> [Task input]:

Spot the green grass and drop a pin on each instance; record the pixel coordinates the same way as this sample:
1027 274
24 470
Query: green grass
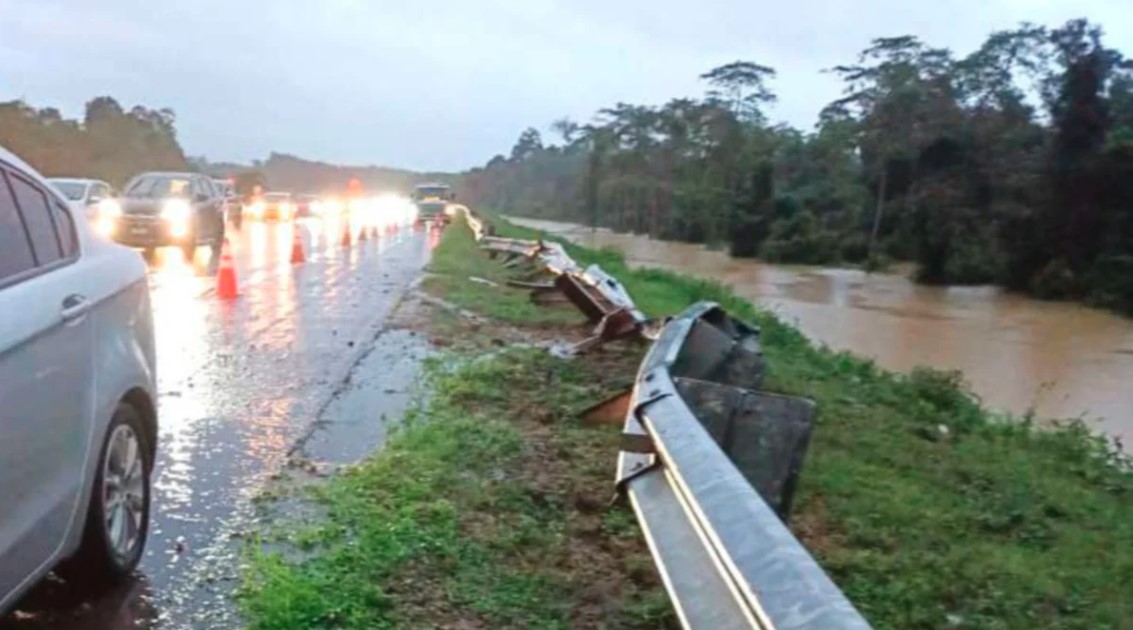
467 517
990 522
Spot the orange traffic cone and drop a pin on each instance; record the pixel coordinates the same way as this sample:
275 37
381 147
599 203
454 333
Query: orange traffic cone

* * *

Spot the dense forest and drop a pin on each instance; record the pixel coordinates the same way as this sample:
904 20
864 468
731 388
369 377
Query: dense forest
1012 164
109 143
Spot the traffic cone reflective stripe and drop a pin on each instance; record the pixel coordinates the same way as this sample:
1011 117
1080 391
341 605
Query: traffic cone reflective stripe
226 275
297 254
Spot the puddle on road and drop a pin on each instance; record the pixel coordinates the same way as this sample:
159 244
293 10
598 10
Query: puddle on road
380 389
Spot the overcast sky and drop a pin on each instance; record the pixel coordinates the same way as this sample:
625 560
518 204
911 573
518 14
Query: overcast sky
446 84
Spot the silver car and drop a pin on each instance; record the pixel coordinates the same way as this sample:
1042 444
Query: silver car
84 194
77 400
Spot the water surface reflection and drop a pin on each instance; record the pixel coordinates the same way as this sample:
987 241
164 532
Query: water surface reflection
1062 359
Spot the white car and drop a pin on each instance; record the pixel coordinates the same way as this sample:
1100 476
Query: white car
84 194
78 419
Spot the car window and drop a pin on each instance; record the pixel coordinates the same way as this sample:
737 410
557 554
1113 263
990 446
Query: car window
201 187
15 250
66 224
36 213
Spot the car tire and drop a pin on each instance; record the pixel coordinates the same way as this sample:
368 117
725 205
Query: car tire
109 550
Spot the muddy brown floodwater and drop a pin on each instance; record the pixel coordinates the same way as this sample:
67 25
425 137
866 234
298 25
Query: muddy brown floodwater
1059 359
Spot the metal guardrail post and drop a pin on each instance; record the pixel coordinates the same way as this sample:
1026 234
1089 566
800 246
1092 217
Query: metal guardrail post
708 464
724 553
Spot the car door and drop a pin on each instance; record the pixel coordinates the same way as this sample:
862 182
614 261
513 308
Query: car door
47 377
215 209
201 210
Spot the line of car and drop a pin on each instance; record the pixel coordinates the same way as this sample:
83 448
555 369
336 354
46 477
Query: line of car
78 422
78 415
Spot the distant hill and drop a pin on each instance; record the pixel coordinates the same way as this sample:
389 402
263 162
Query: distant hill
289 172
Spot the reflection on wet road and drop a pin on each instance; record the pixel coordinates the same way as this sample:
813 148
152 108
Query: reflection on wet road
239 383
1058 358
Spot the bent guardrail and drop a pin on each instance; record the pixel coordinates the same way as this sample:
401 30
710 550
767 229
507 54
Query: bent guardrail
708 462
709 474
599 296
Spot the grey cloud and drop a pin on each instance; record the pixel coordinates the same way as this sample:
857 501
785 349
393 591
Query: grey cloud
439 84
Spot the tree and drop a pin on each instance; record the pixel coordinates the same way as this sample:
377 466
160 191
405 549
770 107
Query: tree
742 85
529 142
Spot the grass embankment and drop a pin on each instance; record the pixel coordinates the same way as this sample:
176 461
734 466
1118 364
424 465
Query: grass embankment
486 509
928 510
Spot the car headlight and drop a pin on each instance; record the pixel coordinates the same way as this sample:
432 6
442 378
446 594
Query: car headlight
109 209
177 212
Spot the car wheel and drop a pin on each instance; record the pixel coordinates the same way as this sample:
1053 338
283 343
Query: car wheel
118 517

> [Goal]: Retype the listing, everything from the line containing "Spot the green" down to the line containing "Query: orange traffic cone", both included. Leave the pictures out.

> [Answer to the problem]:
Spot the green grass and drop a pin on each instance; record the pixel coordinates the same way as this sample:
1027 274
24 470
Query: green grass
467 517
990 522
Spot the orange traffic cone and drop a pin on each instance; record the pixel coordinates the same way as this sample:
275 37
381 147
599 203
454 333
Query: orange traffic cone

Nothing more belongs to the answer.